What is needed: Exactly the lines from the one containing "trailer in the photo above" to the last line of the records, inclusive, are to be transcribed; include no others.
BEGIN Materials provided
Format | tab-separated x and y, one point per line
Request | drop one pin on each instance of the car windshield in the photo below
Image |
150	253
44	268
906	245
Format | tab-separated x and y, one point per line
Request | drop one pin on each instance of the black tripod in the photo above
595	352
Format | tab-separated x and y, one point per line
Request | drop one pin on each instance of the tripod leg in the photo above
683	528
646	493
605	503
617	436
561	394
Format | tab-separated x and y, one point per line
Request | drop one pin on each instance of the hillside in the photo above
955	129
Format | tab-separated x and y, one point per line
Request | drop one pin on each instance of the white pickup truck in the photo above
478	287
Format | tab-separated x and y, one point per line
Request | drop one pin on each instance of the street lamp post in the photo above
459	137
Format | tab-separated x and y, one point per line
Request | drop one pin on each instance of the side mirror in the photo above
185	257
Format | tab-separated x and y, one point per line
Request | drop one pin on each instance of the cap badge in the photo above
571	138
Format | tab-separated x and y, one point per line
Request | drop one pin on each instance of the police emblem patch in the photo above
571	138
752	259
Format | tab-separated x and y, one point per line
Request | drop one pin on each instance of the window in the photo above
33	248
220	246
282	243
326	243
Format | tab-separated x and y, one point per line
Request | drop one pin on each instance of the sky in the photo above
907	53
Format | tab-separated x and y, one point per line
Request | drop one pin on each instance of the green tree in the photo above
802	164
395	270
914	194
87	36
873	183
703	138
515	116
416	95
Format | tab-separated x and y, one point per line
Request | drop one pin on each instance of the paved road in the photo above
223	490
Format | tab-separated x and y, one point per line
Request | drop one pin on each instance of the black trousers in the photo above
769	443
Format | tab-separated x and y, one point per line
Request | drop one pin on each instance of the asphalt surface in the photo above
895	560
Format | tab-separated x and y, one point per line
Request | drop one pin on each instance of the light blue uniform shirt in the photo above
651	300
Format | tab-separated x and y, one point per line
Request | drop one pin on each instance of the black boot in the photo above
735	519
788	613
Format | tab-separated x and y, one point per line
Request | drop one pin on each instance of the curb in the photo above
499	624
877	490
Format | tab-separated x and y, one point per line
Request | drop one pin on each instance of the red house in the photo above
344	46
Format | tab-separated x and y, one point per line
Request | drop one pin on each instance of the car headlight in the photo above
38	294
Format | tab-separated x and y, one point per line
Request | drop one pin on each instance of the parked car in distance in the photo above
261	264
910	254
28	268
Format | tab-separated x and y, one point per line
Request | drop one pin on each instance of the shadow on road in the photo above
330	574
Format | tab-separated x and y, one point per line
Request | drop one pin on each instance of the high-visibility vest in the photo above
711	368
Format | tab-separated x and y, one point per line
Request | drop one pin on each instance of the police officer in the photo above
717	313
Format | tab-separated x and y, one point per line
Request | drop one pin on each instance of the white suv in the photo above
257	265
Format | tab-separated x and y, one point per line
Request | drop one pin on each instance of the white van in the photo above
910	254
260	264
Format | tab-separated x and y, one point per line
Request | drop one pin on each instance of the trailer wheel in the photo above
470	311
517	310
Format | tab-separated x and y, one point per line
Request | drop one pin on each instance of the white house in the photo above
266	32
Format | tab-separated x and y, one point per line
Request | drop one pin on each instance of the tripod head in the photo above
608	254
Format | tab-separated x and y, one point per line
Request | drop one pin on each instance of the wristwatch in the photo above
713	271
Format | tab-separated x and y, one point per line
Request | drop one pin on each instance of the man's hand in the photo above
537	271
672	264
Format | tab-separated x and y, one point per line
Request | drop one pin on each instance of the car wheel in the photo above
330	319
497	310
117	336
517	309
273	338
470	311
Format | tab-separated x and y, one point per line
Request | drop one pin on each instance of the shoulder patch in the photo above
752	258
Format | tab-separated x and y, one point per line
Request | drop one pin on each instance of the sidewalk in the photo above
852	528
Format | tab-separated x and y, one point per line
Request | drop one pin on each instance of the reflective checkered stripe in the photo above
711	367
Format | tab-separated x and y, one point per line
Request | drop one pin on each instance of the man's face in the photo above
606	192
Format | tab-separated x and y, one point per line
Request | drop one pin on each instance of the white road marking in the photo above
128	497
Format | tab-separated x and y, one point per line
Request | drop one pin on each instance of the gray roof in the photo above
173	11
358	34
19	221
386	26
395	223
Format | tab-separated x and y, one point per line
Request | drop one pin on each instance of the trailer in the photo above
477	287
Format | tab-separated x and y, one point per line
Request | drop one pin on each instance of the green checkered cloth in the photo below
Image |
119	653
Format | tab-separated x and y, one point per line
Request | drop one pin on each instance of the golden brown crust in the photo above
END Materials provided
Exercise response:
Request | drop one pin on each instance of the trailer in the photo above
477	287
Format | tab-separated x and y, one point per line
Request | drop one pin on each instance of the green checkered cloth in the photo below
Image |
119	653
Format | tab-separated x and y, one point per line
Request | drop one pin on each instance of the golden brown crust in the photo above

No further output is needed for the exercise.